Homme de caractère comme on en dénombre peu au sein de l’appareil d’État, inventif, fougueux, stimulant, riche d’une expérience internationale acquise dès sa jeunesse, peu enclin à masquer ses convictions ou à atténuer ses jugements, Dominique de Villepin est un excellent antidote à cet esprit courtisan où la servilité le dispute toujours au conformisme (…)

Sans qu’on le sache, Dominique de Villepin a été dans l’ombre un de mes relais les plus efficaces durant la campagne présidentielle. Ses responsabilités au Quai d’Orsay et sa position stratégique auprès d’Alain Juppé lui permettaient d’être mieux renseigné, sur la plupart des sujets, que je ne l’étais moi-même à ce moment-là. Je lui dois d’avoir ainsi pu bénéficier d’informations de première main sur les affaires gouvernementales, l’imminence de certaines défections me concernant et les intrigues qui se tramaient contre nous dans l’entourage de mon concurrent (Edouard Balladur).

Lignes de données:
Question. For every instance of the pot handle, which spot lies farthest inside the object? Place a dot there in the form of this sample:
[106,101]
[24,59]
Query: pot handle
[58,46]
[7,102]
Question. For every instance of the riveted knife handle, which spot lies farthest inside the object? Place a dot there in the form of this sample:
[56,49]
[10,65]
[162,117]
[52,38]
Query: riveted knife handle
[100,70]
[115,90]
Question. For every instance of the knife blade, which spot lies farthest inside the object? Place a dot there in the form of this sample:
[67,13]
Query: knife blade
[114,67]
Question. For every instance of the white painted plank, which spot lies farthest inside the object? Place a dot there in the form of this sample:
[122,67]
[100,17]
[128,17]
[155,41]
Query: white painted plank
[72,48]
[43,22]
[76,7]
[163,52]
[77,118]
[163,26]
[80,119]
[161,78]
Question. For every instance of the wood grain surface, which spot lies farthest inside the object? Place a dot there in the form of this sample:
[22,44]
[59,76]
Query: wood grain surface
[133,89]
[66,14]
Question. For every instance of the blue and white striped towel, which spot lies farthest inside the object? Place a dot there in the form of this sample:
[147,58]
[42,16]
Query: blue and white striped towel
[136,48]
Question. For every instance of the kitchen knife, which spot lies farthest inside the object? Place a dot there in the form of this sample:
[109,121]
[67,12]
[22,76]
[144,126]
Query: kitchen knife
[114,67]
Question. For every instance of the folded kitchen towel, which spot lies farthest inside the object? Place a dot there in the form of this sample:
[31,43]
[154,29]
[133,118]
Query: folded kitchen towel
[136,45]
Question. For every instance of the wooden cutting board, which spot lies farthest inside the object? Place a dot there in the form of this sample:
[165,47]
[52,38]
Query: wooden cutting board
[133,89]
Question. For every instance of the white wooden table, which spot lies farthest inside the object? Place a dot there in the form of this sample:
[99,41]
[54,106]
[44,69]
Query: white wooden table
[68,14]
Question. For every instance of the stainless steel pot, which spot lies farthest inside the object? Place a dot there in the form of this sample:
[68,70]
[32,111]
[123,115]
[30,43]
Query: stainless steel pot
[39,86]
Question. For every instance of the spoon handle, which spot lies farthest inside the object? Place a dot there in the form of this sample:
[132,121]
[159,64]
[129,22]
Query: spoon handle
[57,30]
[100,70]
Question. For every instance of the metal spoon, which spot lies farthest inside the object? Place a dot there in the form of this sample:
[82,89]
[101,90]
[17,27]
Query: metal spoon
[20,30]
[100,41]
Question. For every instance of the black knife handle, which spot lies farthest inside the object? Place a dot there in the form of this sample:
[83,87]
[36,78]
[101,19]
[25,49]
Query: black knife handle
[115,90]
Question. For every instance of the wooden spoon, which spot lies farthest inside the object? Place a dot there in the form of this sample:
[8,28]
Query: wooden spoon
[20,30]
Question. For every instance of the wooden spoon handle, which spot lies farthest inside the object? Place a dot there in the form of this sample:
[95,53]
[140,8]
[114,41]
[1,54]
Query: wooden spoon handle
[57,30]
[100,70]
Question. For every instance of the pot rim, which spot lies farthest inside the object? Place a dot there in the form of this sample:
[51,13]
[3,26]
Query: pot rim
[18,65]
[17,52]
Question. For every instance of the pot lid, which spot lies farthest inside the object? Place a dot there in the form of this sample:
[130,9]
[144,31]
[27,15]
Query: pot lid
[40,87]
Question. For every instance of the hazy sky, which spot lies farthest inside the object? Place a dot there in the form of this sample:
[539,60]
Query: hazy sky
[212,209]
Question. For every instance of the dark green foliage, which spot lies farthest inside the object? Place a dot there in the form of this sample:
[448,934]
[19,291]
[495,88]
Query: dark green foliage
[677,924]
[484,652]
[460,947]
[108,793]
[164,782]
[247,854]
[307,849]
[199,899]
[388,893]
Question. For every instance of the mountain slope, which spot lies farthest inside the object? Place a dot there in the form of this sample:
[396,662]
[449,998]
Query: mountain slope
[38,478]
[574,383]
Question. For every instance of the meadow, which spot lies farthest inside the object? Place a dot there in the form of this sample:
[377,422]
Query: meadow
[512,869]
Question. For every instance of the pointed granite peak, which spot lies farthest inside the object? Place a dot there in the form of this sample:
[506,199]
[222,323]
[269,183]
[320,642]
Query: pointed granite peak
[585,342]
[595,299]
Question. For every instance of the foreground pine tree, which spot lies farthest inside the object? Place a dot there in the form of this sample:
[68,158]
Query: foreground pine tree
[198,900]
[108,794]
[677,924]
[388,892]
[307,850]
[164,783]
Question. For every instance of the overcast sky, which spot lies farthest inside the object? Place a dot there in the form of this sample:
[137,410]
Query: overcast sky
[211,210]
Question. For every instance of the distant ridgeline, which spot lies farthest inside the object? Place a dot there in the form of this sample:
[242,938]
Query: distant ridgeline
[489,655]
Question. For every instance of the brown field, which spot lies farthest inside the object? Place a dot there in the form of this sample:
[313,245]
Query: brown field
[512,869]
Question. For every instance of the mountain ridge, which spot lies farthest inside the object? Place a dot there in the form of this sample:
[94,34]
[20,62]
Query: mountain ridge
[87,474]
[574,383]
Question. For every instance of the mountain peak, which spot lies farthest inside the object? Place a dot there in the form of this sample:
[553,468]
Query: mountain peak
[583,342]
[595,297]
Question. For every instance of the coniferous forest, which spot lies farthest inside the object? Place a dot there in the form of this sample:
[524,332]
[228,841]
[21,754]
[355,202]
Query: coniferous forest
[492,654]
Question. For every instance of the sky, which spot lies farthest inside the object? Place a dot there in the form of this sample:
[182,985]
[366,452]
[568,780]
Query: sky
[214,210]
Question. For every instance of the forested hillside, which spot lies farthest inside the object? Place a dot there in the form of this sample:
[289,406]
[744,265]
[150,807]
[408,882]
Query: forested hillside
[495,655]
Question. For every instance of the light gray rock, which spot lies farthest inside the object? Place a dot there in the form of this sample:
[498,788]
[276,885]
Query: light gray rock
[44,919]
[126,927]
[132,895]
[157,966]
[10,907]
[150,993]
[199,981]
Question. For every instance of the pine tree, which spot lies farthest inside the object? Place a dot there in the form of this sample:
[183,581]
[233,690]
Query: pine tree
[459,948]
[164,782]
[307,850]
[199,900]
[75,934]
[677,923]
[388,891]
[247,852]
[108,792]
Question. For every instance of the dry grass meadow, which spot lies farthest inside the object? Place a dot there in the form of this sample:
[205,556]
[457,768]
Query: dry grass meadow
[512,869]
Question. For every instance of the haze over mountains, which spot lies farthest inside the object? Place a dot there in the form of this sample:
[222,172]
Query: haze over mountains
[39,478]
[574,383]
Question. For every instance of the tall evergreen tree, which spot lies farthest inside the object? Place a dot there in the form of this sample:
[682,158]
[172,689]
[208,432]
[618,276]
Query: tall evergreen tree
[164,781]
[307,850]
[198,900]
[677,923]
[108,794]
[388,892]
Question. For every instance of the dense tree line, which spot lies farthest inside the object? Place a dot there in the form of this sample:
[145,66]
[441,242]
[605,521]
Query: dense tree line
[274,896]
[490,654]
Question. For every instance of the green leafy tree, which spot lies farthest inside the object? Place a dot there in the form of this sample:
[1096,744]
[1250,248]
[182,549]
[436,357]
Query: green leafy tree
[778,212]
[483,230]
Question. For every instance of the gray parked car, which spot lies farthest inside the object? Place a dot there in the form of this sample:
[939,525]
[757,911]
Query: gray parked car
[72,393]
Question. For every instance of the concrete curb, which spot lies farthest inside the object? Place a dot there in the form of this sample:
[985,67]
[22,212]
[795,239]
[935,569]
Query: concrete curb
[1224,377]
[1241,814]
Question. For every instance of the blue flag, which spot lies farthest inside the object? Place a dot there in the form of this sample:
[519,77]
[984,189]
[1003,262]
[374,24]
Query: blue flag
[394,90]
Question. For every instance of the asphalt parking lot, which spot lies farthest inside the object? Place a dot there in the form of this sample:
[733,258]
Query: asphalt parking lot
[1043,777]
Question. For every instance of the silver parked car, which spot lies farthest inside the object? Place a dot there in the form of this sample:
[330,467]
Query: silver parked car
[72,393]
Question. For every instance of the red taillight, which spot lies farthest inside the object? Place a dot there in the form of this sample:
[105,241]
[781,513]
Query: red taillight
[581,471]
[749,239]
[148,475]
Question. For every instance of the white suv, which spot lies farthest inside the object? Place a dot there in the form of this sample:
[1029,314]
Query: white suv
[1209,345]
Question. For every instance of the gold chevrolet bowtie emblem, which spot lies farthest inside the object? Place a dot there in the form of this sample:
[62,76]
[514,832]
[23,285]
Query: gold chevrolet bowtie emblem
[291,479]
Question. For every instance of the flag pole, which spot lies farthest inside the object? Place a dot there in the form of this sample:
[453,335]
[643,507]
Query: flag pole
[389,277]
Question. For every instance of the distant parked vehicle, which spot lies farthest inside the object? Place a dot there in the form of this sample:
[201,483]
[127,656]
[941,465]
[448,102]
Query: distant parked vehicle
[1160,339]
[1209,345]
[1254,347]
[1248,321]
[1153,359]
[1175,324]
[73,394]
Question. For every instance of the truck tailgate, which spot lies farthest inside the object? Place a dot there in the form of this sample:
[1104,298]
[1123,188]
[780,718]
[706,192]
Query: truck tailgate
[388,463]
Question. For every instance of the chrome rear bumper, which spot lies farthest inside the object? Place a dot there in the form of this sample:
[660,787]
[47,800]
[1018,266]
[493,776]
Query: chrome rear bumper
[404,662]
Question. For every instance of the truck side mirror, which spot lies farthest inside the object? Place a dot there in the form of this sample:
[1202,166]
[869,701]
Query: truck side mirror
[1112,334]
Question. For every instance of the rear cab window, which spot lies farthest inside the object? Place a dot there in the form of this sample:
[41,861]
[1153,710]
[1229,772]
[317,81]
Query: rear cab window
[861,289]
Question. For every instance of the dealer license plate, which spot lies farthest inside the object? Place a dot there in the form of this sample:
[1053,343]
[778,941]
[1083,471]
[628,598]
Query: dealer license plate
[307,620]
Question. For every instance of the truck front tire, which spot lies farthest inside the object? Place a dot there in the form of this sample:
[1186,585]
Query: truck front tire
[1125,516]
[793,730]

• **PROBLÈMES À RÉSOUDRE**:
(A) Répondez aux questions suivantes sur le passage consacré à Dominique de Villepin :
(i) À partir de quand son expérience internationale a-t-elle été acquise ?
(ii) Auprès de qui occupait-il une position stratégique ?
(iii) Qui est désigné comme le concurrent dans la campagne présidentielle ?
(B) Recopiez à l'identique le passage consacré à Dominique de Villepin, de « Sans qu’on le » à « concurrent (Edouard Balladur). ».
(C) Poursuivez le passage consacré à Dominique de Villepin à la suite de sa dernière phrase.

• **CORRIGÉS**:
(A)
(i) Dès sa jeunesse.
(ii) Auprès d'Alain Juppé.
(iii) Edouard Balladur.

(B)
Sans qu’on le sache, Dominique de Villepin a été dans l’ombre un de mes relais les plus efficaces durant la campagne présidentielle. Ses responsabilités au Quai d’Orsay et sa position stratégique auprès d’Alain Juppé lui permettaient d’être mieux renseigné, sur la plupart des sujets, que je ne l’étais moi-même à ce moment-là. Je lui dois d’avoir ainsi pu bénéficier d’informations de première main sur les affaires gouvernementales, l’imminence de certaines défections me concernant et les intrigues qui se tramaient contre nous dans l’entourage de mon concurrent (Edouard Balladur).

(C)
Nos destins politiques se sont liés durant cette période fertile en trahisons en tous genres. Avant même d’être élu à la présidence de la République, il était acquis qu’en cas de victoire je ferais appel à Dominique de Villepin pour prendre en main le secrétariat général de l’Élysée. Une telle responsabilité requiert des hommes ayant sa conception exigeante et passionnée du service de l’État. Dominique de Villepin se fait, à juste titre, une haute idée de sa fonction.

Pour lui, l’ambition d’agir et d’entreprendre ne saurait se passer de culture, de style et d’idéal. Il possède les trois avec un égal brio. Est-il trop enclin à s’enflammer, à se laisser emporter par ses élans, comme lui en font grief ceux qui ont de la France une vision plus étriquée ? Au moins ne pêche-t- il pas, comme tant d’autres, par manque d’audace, de souffle et de hauteur de vue. De telles qualités importent à mes yeux, même s’il m’appartient, en dernier ressort, de toujours faire la part des choses entre ce que l’on me dit et ce que je pense. »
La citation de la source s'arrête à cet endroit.